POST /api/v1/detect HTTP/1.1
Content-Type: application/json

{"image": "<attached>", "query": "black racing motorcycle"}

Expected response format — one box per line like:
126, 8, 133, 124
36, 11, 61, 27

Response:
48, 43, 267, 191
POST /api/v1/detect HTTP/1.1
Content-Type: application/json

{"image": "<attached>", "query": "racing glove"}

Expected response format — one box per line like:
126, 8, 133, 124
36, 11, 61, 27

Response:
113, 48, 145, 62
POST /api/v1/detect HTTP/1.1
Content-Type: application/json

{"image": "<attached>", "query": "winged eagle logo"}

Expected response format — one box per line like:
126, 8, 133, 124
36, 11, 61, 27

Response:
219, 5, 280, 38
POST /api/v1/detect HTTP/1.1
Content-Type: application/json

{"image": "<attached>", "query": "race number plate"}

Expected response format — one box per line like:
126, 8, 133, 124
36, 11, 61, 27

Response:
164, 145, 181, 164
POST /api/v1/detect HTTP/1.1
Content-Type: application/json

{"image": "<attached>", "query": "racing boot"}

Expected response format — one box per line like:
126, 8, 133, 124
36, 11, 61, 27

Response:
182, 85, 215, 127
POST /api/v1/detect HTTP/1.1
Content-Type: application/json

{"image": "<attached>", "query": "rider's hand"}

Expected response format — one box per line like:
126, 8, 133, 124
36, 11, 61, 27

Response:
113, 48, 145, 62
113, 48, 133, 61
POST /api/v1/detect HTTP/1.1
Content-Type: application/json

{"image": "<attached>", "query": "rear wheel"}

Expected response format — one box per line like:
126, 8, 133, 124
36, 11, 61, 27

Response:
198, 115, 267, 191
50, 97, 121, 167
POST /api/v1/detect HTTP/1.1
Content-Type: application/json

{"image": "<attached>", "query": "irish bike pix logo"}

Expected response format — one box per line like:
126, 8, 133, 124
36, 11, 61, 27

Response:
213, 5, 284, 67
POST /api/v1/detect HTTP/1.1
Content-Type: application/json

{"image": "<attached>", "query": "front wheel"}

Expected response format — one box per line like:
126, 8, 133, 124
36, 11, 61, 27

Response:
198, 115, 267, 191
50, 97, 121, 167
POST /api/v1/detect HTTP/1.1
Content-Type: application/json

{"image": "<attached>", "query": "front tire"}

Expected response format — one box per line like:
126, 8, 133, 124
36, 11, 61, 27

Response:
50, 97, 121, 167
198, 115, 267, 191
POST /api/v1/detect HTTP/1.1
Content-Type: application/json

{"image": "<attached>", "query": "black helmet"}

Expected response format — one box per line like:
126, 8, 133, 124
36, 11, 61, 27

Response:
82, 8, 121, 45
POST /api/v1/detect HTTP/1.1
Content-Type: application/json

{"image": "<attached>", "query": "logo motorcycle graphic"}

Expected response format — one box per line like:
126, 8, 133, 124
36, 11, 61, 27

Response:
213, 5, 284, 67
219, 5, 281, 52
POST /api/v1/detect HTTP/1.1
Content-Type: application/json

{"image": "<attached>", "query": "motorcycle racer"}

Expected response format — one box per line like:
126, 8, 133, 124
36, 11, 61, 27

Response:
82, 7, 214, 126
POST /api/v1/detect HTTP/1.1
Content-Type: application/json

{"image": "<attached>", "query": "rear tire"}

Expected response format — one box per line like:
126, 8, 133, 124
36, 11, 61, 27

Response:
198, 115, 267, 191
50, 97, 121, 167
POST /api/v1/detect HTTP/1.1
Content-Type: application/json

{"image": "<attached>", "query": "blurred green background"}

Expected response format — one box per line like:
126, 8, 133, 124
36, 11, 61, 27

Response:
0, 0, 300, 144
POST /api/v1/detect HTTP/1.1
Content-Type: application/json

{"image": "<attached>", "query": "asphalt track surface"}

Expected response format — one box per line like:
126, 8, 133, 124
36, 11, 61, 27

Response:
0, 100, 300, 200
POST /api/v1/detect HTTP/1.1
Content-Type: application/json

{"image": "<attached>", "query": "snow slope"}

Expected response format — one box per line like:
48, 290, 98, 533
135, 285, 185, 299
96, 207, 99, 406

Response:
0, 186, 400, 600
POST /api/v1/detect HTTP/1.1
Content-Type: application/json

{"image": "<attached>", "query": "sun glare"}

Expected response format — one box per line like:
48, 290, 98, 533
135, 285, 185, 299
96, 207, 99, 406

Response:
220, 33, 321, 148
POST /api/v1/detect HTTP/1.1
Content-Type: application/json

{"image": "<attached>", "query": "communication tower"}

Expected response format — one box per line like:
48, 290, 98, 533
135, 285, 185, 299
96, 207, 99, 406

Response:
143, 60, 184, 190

==================================================

**Stated goal**
Output the lines of the data from its first line through the line containing "219, 5, 280, 38", both included, as a numbered list with the blank lines left out.

**Exercise solution**
1. POST /api/v1/detect HTTP/1.1
2. Content-Type: application/json
3. {"image": "<attached>", "query": "black racing motorcycle"}
4. Expected response format — one box per line like:
5. 126, 8, 133, 124
6. 36, 11, 61, 27
7. Response:
8. 48, 43, 267, 191
9. POST /api/v1/detect HTTP/1.1
10. Content-Type: application/json
11. {"image": "<attached>", "query": "racing glove"}
12. Expected response format — one box per line like:
13. 126, 8, 133, 124
14. 36, 11, 61, 27
15. Response:
16. 113, 48, 145, 62
17. POST /api/v1/detect HTTP/1.1
18. Content-Type: application/json
19. {"image": "<attached>", "query": "winged eagle logo"}
20. Expected response format — one box per line like:
21. 126, 8, 133, 124
22. 36, 11, 61, 27
23. Response:
24. 219, 5, 280, 38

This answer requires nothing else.